Required work | Would you count the lines in the entries below that contain "terrace"? Reply with the number only.

Records for processing |
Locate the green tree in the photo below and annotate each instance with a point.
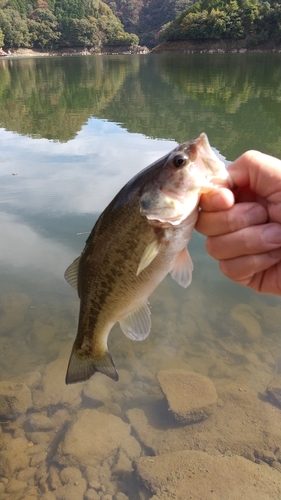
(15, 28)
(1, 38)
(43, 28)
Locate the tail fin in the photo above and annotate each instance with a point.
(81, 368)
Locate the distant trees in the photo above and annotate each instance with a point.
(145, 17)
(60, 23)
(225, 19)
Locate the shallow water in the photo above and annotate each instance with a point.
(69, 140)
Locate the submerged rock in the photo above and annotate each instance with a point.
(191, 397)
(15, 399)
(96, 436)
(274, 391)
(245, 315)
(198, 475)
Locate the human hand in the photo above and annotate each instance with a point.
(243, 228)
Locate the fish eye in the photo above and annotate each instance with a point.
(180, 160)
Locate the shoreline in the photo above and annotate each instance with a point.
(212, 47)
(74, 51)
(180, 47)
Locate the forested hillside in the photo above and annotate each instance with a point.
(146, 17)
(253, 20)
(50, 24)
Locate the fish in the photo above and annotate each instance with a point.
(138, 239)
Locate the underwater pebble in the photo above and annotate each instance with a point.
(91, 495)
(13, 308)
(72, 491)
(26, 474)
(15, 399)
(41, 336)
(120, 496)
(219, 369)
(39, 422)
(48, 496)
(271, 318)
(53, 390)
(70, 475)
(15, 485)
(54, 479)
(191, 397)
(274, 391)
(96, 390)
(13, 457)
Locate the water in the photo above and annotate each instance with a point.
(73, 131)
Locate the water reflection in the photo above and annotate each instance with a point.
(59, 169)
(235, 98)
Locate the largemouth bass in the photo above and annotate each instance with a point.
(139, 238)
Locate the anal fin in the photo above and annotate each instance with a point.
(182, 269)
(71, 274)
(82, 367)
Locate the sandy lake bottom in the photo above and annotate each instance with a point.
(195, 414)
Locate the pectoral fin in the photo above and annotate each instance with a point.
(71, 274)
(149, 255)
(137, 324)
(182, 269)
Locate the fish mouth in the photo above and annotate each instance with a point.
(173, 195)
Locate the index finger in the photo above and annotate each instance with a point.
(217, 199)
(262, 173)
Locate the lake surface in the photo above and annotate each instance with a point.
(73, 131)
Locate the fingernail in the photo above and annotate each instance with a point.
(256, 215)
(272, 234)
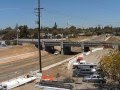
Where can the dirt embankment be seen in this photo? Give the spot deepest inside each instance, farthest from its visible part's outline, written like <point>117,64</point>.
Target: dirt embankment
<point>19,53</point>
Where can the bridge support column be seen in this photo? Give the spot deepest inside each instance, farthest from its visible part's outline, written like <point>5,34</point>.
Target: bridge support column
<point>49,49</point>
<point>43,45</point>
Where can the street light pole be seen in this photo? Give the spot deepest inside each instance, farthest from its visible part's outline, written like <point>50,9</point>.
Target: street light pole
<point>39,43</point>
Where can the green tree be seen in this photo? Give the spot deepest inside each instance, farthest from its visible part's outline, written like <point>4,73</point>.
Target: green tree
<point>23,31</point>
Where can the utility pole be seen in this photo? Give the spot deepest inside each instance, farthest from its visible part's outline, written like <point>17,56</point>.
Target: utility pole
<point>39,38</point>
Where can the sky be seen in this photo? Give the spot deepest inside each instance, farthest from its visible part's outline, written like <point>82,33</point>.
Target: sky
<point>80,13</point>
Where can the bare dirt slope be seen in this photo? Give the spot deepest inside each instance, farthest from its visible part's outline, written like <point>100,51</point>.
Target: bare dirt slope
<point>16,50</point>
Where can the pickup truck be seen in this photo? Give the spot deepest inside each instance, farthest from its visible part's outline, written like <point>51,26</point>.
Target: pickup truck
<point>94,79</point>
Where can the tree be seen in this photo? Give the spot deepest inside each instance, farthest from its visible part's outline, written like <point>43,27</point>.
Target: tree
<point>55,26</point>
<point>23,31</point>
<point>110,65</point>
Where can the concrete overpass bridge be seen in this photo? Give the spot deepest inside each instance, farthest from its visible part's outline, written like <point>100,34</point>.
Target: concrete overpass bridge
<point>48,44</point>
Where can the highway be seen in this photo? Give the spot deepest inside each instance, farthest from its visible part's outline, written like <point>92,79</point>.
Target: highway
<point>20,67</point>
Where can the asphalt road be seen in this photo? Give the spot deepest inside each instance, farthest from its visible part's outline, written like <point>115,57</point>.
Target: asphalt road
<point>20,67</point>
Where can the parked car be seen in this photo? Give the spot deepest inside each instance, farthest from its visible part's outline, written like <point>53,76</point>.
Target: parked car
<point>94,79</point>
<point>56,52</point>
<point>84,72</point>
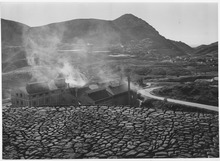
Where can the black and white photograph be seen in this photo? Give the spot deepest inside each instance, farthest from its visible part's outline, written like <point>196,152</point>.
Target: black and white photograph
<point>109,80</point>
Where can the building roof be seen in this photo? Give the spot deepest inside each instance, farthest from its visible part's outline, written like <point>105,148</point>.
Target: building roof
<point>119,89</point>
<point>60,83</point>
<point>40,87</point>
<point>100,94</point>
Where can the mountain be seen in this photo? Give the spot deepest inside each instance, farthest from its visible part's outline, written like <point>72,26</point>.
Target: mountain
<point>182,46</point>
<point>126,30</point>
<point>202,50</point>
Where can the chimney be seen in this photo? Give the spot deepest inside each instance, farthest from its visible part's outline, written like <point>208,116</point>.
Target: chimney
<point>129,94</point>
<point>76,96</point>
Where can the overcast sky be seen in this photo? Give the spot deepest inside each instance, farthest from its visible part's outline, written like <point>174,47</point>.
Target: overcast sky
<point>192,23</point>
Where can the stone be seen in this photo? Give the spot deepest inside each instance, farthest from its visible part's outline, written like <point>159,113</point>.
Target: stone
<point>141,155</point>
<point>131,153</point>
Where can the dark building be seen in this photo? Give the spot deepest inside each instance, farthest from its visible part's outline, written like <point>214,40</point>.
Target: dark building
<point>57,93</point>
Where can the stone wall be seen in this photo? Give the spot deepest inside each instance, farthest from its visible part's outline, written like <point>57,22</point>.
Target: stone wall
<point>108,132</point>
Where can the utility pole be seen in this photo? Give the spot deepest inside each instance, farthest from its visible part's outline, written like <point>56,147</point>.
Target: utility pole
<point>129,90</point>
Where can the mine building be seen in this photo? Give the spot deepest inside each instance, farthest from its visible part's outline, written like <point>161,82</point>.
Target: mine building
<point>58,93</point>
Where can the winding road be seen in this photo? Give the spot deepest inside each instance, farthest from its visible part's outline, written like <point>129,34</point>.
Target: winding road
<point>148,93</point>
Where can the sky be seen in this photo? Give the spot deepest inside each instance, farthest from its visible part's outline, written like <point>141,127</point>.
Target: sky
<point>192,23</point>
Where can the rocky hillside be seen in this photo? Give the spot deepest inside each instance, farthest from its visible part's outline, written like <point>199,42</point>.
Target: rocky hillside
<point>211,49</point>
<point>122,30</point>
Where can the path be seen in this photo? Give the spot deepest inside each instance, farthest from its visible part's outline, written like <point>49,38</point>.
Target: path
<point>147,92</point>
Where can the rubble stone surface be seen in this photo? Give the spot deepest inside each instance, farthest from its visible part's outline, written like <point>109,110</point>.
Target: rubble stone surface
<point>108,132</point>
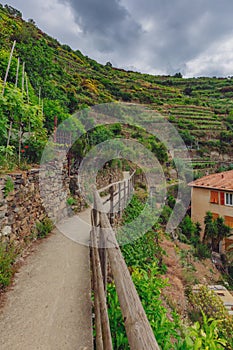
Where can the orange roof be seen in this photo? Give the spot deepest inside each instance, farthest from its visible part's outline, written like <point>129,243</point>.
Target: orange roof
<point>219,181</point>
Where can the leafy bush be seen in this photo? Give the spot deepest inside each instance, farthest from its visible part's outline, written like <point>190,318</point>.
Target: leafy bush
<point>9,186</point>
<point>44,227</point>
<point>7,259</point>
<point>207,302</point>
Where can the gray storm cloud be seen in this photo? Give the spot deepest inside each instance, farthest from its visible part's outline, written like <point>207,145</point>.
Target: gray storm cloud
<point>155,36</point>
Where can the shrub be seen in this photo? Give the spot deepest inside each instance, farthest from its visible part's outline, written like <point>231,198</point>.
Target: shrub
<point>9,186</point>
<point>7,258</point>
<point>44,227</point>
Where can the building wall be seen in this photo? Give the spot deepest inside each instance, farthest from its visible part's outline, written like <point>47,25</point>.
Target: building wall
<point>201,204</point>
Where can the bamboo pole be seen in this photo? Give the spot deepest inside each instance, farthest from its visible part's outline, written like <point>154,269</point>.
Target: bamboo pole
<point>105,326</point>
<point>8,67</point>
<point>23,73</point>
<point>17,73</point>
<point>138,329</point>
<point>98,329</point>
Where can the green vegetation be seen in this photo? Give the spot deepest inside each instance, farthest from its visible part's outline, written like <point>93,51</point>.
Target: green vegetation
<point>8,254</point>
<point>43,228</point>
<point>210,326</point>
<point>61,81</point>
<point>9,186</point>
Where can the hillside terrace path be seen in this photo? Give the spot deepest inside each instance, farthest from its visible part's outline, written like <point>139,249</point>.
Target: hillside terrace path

Problem solution | 2